[Consignes]
- a) Recopiez l'analyse du discours de «4-a : Retour» à «discursif le précédant.».
- b) Répondez à ces questions sur l'analyse du discours, une réponse par ligne :
(i) Quel est le dernier point du plan, numéroté 9 ?
(ii) Par quelle déclaration l'orateur a-t-il fini par honorer son obligation ?
(iii) Quel style le discours a-t-il adopté d'une manière générale ?
- c) Poursuivez l'analyse du discours à la suite de sa dernière phrase.

[Bloc de texte]

4/ Raisons de la déclaration de l’état d’exception,

2-a : Retour sur la période de la présidence de la république du 23 octobre 2019 au 25 juillet 2021,
2-b : Retour sur la période de la présidence de la république du 23
octobre 19 au 25 jullet 2021,

5/ Hymne à la souveraineté du peuple,

2-c : Retour sur la période de la présidence de la république du 23 octobre 2019 au 25 juillet 2021,

6/ Critique des adeptes de «la troisième voie»,

5-a : Retour sur l’hymne à la souveraineté du peuple,
2-d : Retour sur la période de la présidence de la république du 23 octobre 2019 au 25 juillet 2021,

7/ Raisons d’une nomination tardive du nouveau gouvernement,

2-e : Retour sur la période de la présidence de la république du 23 otobre 2019 au 25 juillet 2021,

4-a : Retour sur les raisons de la déclaration de l’état d’exception,

2-f : Retour sur la période de la présidence de la république du 23 octobre 2019 au 25 juillet 2021,

8/Critique de la magistrature,

5-b : Retour sur l’hymne à la souveraineté du peuple,

9/ Présentation de la feuille de route.

8-a : Retour sur la critique de la magistrature.

Cela ne semble pas correspondre à un modèle classique d’enchainement logique des idées permettant d’aboutir à un objectif majeur recherché à travers le discours. Quant au plan de sortie de «l’état d’exception constitutionnelle» annoncé à la fin, il ne semble pas constituer l’aboutissement de l’argumentaire discursif le précédant.

Par ailleurs, une telle structure est à même d’entretenir le flou dans les esprits quant à la distinction des périodes historiques, des protagonistes et surtout des responsabilités de chacun. Cela permet à l’orateur de surfer librement en se détachant des périodes sombres de la Tunisie qu’il avait observé depuis son accession à la présidence de la république, en minimisant ses prérogatives(6), en restreignant sa marge de manœuvre et par conséquent en atténuant sa part de responsabilité et l’obligation qui demeurera toujours la sienne et qu’il sut au final honorer par la déclaration du 25 juillet 2021.

C-Figures de style

D’une manière générale le discours objet de la présente lecture a adopté un style narratif, hautement imagé («les  mois passés après la prise de mes fonctions étaient pleins de douleur et d’amertume … les séances de travail semblaient être des séances de souffrance… d’un autre coté le travail continuait nuit et jour presque sans interruption sans exagération de ma part»(7))  , interpellant essentiellement le cœur aux dépens de la raison. Un style où l’argumentaire logique semble sacrifié au profit de l’émotion pour se placer carrément dans le sensationnel.

Le style adopté tel que mentionné au paragraphe précédent est adossé à l’usage d’une terminologie appréciative relevant de deux catégories contradictoires:

Pour les uns elle est valorisante, victimisante ou sympathisante. On cite quelques exemples: (« O grand peuple de Tunisie … Moquerie relative à la souveraineté du peuple … le seul rang auquel j’appartiens est celui du peuple …le peuple les a refusé et l’histoire les a rejeté »)(8)

(Enregistrements d'une collecte de données)
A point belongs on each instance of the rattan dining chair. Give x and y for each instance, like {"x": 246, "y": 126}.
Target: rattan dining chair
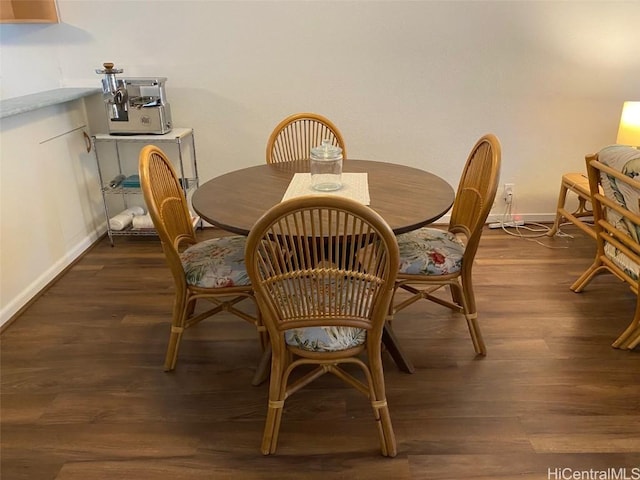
{"x": 432, "y": 258}
{"x": 295, "y": 136}
{"x": 322, "y": 302}
{"x": 211, "y": 270}
{"x": 615, "y": 195}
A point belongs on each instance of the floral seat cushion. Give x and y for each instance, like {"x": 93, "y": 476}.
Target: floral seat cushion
{"x": 430, "y": 251}
{"x": 325, "y": 339}
{"x": 216, "y": 263}
{"x": 626, "y": 160}
{"x": 298, "y": 298}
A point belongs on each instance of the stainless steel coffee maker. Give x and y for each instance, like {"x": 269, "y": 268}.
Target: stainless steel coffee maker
{"x": 134, "y": 106}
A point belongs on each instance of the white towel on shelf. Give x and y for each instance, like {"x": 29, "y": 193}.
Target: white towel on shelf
{"x": 142, "y": 222}
{"x": 124, "y": 218}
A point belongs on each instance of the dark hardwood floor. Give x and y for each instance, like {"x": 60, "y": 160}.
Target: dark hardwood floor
{"x": 84, "y": 395}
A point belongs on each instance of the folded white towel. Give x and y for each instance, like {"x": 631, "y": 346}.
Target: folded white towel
{"x": 124, "y": 218}
{"x": 142, "y": 221}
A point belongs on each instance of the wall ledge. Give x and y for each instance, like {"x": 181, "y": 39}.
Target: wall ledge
{"x": 35, "y": 101}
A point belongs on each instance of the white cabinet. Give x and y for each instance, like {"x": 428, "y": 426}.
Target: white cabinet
{"x": 117, "y": 156}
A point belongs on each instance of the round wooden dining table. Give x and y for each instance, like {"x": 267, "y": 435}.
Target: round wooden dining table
{"x": 406, "y": 197}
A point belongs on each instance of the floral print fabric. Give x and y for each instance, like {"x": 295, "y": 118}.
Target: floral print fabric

[Réponses]
- a)
4-a : Retour sur les raisons de la déclaration de l’état d’exception,

2-f : Retour sur la période de la présidence de la république du 23 octobre 2019 au 25 juillet 2021,

8/Critique de la magistrature,

5-b : Retour sur l’hymne à la souveraineté du peuple,

9/ Présentation de la feuille de route.

8-a : Retour sur la critique de la magistrature.

Cela ne semble pas correspondre à un modèle classique d’enchainement logique des idées permettant d’aboutir à un objectif majeur recherché à travers le discours. Quant au plan de sortie de «l’état d’exception constitutionnelle» annoncé à la fin, il ne semble pas constituer l’aboutissement de l’argumentaire discursif le précédant.

- b)
(i) La présentation de la feuille de route.
(ii) Par la déclaration du 25 juillet 2021.
(iii) Un style narratif, hautement imagé.

- c)
Pour les autres elle est dévalorisante, incriminante ou dénonciatrice. Voilà quelques exemples (« Terrorisme … extension de la corruption … impunité … diffusion des mensonges … insulte et diffamation … décadence morale … implanter le désespoir et la frustration … ils obtiennent de l’argent pour leurs propres compte … »)(9)

A travers ce choix terminologique réfléchi, l’orateur semble opérer une division franche des tunisiens en deux catégories :

La catégorie des «bons»: ceux qui s’inscrivent totalement dans sa vision, ne manifestent aucun signe de différence et soutiennent tous ses choix sans aucune forme de réserve ne serait-ce que par l’exploration « d’une troisième voie » («… on parle ces derniers jours d’un troisième rang … s’ils le veulent qu’ils ajoutent un quatrième rang et un cinquième rang … quant au seul rang auquel j’appartiens c’est le rang du peuple et non le rang de ceux qui veulent la fabrication des rangs… »)(10). C’est la catégorie compacte des inconditionnels.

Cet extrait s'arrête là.